Provide the records once more, identical to the original.

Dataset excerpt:
◆ ◆ ◆

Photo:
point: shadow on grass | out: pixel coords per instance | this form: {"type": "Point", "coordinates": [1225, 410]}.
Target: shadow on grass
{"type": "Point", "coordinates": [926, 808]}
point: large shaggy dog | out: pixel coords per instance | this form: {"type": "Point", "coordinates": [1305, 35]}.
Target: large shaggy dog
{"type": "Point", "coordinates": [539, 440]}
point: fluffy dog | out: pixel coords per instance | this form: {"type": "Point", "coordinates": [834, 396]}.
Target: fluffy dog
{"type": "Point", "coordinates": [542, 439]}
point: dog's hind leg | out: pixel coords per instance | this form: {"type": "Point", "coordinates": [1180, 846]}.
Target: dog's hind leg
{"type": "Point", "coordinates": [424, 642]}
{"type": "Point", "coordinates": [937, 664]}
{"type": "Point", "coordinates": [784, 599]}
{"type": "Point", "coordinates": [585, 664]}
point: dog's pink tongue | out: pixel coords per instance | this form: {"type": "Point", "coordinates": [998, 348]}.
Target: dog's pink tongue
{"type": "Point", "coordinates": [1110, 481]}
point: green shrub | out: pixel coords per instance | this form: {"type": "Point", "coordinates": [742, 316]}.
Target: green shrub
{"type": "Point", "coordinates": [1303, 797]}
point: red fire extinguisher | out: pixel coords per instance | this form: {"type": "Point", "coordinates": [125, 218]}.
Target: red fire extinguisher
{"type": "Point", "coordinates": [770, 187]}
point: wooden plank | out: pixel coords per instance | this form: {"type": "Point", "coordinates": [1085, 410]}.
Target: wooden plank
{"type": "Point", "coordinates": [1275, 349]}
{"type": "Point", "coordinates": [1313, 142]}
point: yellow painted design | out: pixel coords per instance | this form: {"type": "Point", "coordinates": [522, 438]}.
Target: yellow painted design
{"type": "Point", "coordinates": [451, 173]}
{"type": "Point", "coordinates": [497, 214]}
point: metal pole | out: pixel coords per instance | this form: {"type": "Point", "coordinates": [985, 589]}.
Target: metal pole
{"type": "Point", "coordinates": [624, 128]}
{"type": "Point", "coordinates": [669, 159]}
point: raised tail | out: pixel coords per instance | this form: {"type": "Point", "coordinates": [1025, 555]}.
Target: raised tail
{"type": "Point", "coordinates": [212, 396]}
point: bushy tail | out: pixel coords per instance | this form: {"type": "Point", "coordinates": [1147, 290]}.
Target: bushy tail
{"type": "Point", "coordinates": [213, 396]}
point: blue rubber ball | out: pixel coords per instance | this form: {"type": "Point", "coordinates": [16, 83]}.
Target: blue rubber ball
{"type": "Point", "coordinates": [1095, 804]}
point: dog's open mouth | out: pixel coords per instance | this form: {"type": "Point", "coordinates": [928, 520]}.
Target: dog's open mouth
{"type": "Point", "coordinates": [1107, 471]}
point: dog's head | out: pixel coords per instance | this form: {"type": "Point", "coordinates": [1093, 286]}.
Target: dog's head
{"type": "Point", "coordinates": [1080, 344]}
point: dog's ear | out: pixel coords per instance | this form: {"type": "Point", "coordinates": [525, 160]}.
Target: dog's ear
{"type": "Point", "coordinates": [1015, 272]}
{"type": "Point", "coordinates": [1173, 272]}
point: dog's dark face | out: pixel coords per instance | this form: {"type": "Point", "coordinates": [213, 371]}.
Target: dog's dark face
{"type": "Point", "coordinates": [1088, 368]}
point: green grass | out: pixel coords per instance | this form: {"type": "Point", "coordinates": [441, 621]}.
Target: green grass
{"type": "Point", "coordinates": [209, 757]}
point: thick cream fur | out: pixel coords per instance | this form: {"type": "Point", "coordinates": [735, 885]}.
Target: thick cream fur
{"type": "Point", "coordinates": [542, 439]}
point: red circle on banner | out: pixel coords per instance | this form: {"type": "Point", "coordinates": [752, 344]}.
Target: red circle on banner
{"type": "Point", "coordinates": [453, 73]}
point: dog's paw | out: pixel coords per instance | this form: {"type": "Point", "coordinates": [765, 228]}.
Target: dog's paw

◆ ◆ ◆

ANSWER FOR THE TASK
Photo:
point: shadow on grass | out: pixel coords per instance | this form: {"type": "Point", "coordinates": [1225, 410]}.
Target: shadow on grass
{"type": "Point", "coordinates": [926, 808]}
point: large shaggy dog | out: pixel coords per instance | this form: {"type": "Point", "coordinates": [1305, 35]}.
Target: large shaggy dog
{"type": "Point", "coordinates": [539, 440]}
point: fluffy dog | out: pixel coords per instance | this form: {"type": "Point", "coordinates": [834, 396]}.
Target: fluffy dog
{"type": "Point", "coordinates": [542, 439]}
point: dog's hind leg | out: pixel coords per instance | this form: {"type": "Point", "coordinates": [1180, 846]}.
Target: dog's hind leg
{"type": "Point", "coordinates": [424, 642]}
{"type": "Point", "coordinates": [937, 664]}
{"type": "Point", "coordinates": [784, 599]}
{"type": "Point", "coordinates": [585, 664]}
point: dog's pink tongue | out: pixel coords per instance | this form: {"type": "Point", "coordinates": [998, 348]}.
Target: dog's pink tongue
{"type": "Point", "coordinates": [1110, 481]}
point: green shrub | out: pixel coords per instance | this form: {"type": "Point", "coordinates": [742, 316]}.
Target: green shrub
{"type": "Point", "coordinates": [1303, 797]}
point: red fire extinguisher | out: pixel coords per instance | this form: {"type": "Point", "coordinates": [125, 218]}.
Target: red fire extinguisher
{"type": "Point", "coordinates": [770, 187]}
point: wooden plank | out: pixel coords per instance | this form: {"type": "Point", "coordinates": [1085, 410]}.
Target: wooden plank
{"type": "Point", "coordinates": [1275, 349]}
{"type": "Point", "coordinates": [1313, 142]}
point: yellow painted design | out: pixel coords per instance | this form: {"type": "Point", "coordinates": [522, 438]}.
Target: yellow painted design
{"type": "Point", "coordinates": [451, 173]}
{"type": "Point", "coordinates": [497, 214]}
point: metal pole | out: pixel coords per instance | this form: {"type": "Point", "coordinates": [985, 589]}.
Target: metal pole
{"type": "Point", "coordinates": [624, 128]}
{"type": "Point", "coordinates": [669, 159]}
point: raised tail | out: pixel coords per instance | this form: {"type": "Point", "coordinates": [1025, 555]}.
Target: raised tail
{"type": "Point", "coordinates": [212, 396]}
point: bushy tail | out: pixel coords per instance | this form: {"type": "Point", "coordinates": [1147, 290]}.
Target: bushy tail
{"type": "Point", "coordinates": [213, 396]}
point: blue rubber ball | out: pixel coords per instance | this form: {"type": "Point", "coordinates": [16, 83]}.
Target: blue rubber ball
{"type": "Point", "coordinates": [1095, 804]}
point: dog's open mouth | out: pixel coords per instance | this form: {"type": "Point", "coordinates": [928, 520]}.
Target: dog's open mouth
{"type": "Point", "coordinates": [1107, 471]}
point: dog's head | out: pixel coords per instance | this form: {"type": "Point", "coordinates": [1093, 286]}.
Target: dog's head
{"type": "Point", "coordinates": [1080, 344]}
point: dog's ear | out: pixel coords per instance | this form: {"type": "Point", "coordinates": [525, 160]}.
Target: dog's ear
{"type": "Point", "coordinates": [1015, 272]}
{"type": "Point", "coordinates": [1173, 272]}
point: dog's dark face | out: pixel coords per instance | this form: {"type": "Point", "coordinates": [213, 371]}.
Target: dog's dark face
{"type": "Point", "coordinates": [1088, 368]}
point: green grass | out: pixel coords per instance | this form: {"type": "Point", "coordinates": [441, 621]}.
Target: green grass
{"type": "Point", "coordinates": [209, 757]}
point: thick cream fur | out: pixel coords per instance | this form: {"type": "Point", "coordinates": [735, 885]}.
Target: thick cream fur
{"type": "Point", "coordinates": [542, 439]}
point: red circle on banner | out: pixel coords per instance | this form: {"type": "Point", "coordinates": [752, 344]}.
Target: red circle on banner
{"type": "Point", "coordinates": [453, 73]}
point: dog's paw | out: pixel coords per instance | this form: {"type": "Point", "coordinates": [765, 228]}.
Target: dog's paw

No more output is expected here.